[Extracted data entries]
──────
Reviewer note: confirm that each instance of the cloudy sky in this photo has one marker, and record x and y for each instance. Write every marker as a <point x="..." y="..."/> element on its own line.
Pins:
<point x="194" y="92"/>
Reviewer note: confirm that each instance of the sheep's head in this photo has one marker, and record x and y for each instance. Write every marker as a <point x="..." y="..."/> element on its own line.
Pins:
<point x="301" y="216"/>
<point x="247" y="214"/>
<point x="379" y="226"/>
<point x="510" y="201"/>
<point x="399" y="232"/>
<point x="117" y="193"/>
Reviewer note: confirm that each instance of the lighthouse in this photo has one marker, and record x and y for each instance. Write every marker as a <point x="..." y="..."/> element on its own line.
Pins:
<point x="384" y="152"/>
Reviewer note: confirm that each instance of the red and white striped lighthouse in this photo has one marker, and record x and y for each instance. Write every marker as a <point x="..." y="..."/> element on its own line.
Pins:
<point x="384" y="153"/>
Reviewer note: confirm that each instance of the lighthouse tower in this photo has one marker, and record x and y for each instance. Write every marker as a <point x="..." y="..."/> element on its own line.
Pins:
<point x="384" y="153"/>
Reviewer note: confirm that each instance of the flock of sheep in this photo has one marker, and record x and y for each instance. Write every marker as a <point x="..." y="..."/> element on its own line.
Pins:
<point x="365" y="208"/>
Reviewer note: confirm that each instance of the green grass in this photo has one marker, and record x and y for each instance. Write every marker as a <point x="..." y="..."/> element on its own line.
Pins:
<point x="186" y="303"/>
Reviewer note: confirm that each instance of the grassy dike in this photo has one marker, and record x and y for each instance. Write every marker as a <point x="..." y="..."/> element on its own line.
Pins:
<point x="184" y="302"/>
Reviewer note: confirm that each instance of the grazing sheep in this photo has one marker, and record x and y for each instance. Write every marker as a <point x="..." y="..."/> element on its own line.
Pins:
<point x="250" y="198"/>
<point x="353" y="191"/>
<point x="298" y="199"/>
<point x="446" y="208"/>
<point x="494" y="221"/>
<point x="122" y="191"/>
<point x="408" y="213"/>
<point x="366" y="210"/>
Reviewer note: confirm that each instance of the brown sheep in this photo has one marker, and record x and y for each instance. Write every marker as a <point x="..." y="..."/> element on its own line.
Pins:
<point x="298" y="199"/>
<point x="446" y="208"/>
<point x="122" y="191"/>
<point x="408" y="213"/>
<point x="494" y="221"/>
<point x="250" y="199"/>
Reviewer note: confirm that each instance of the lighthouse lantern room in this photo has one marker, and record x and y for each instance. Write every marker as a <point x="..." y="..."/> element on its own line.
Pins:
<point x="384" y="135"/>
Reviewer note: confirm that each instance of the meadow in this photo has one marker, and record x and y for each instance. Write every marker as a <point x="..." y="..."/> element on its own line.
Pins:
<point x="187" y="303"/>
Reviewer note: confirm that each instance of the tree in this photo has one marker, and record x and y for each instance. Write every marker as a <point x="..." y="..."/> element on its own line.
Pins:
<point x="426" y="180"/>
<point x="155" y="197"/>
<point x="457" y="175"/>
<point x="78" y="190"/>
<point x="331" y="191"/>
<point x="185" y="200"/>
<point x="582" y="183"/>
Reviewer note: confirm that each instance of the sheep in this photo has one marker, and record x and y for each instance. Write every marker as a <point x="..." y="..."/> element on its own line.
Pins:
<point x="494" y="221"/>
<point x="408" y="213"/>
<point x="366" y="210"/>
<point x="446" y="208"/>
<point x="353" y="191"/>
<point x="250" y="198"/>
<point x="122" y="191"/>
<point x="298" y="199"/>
──────
#### [Task to complete]
Output every record verbatim.

#### [Expected answer]
Reviewer note: confirm that each instance of the cloudy sky in this photo has one marker, and record x and y for each instance. Write every marker as a <point x="..." y="..."/> element on its own line.
Pins:
<point x="194" y="92"/>
Reviewer note: confirm that each instance of the sheep's head in this photo has one marker, and record x and y for each instance. Write every marker as a <point x="..." y="..."/> element on its own line.
Pins:
<point x="301" y="216"/>
<point x="247" y="214"/>
<point x="379" y="226"/>
<point x="510" y="201"/>
<point x="399" y="232"/>
<point x="117" y="193"/>
Reviewer note: confirm that each instance of the lighthouse in this photo has one marker, and record x and y for each instance. Write every marker as a <point x="..." y="..."/> element on its own line.
Pins:
<point x="384" y="152"/>
Reviewer note: confirm that each instance of the red and white striped lighthouse in this photo has one marker, and record x and y for each instance. Write every marker as a <point x="..." y="..."/> element on its own line.
Pins:
<point x="384" y="153"/>
Reviewer note: confirm that each instance of the lighthouse tower in this photo has one marker, and record x and y for each instance. Write every marker as a <point x="..." y="..."/> element on its own line.
Pins:
<point x="384" y="153"/>
Reviewer note: confirm that each instance of the flock of sheep in this photo has one marker, and record x and y for each instance. Write every marker as a <point x="..." y="..."/> element on its own line.
Pins:
<point x="365" y="208"/>
Reviewer note: confirm that each instance of the green grass in this photo has one marker, and record x and y for each instance. Write every marker as a <point x="..." y="..."/> element on its own line.
Pins:
<point x="186" y="303"/>
Reviewer note: confirm that each instance of the grassy dike in this photo has one marker, and record x and y for each instance. Write every marker as a <point x="..." y="..."/> element on its own line.
Pins:
<point x="184" y="302"/>
Reviewer note: confirm that each instance of the grazing sheep in this photo has one marker, and record x and y for each instance. Write every marker as a <point x="..." y="..."/> element on its own line.
Pins:
<point x="250" y="198"/>
<point x="353" y="191"/>
<point x="298" y="199"/>
<point x="446" y="208"/>
<point x="494" y="221"/>
<point x="122" y="191"/>
<point x="408" y="213"/>
<point x="366" y="210"/>
Reviewer note: confirm that each instance of the brown sheep in this photo has one marker, and record x and y for each instance. Write every marker as a <point x="..." y="..."/> element on its own line.
Pins:
<point x="298" y="199"/>
<point x="446" y="208"/>
<point x="122" y="191"/>
<point x="408" y="213"/>
<point x="494" y="221"/>
<point x="250" y="199"/>
Reviewer note: confirm that each instance of the lighthouse lantern room in this photo has one marker, and record x and y for each instance. Write every marker as a <point x="..." y="..."/> element on its own line.
Pins:
<point x="384" y="135"/>
Reviewer note: confirm that each instance of the meadow in this photo has one marker, and record x and y for each instance. Write every marker as a <point x="..." y="..."/> element on its own line.
Pins:
<point x="187" y="303"/>
Reviewer note: confirm that each instance of the tree in this photo has one marker, and record x and y for each instance. Write every marker as a <point x="..." y="..."/> element on its own line.
Pins:
<point x="426" y="180"/>
<point x="155" y="197"/>
<point x="457" y="175"/>
<point x="78" y="190"/>
<point x="331" y="191"/>
<point x="185" y="200"/>
<point x="582" y="183"/>
Reviewer note: confirm that each instance of the sheep in this photo has one marker, and record x and y for each instance. Write every marker as a <point x="..." y="..."/> element on its own line.
Pins:
<point x="494" y="221"/>
<point x="408" y="213"/>
<point x="366" y="210"/>
<point x="446" y="208"/>
<point x="353" y="191"/>
<point x="250" y="198"/>
<point x="122" y="191"/>
<point x="298" y="199"/>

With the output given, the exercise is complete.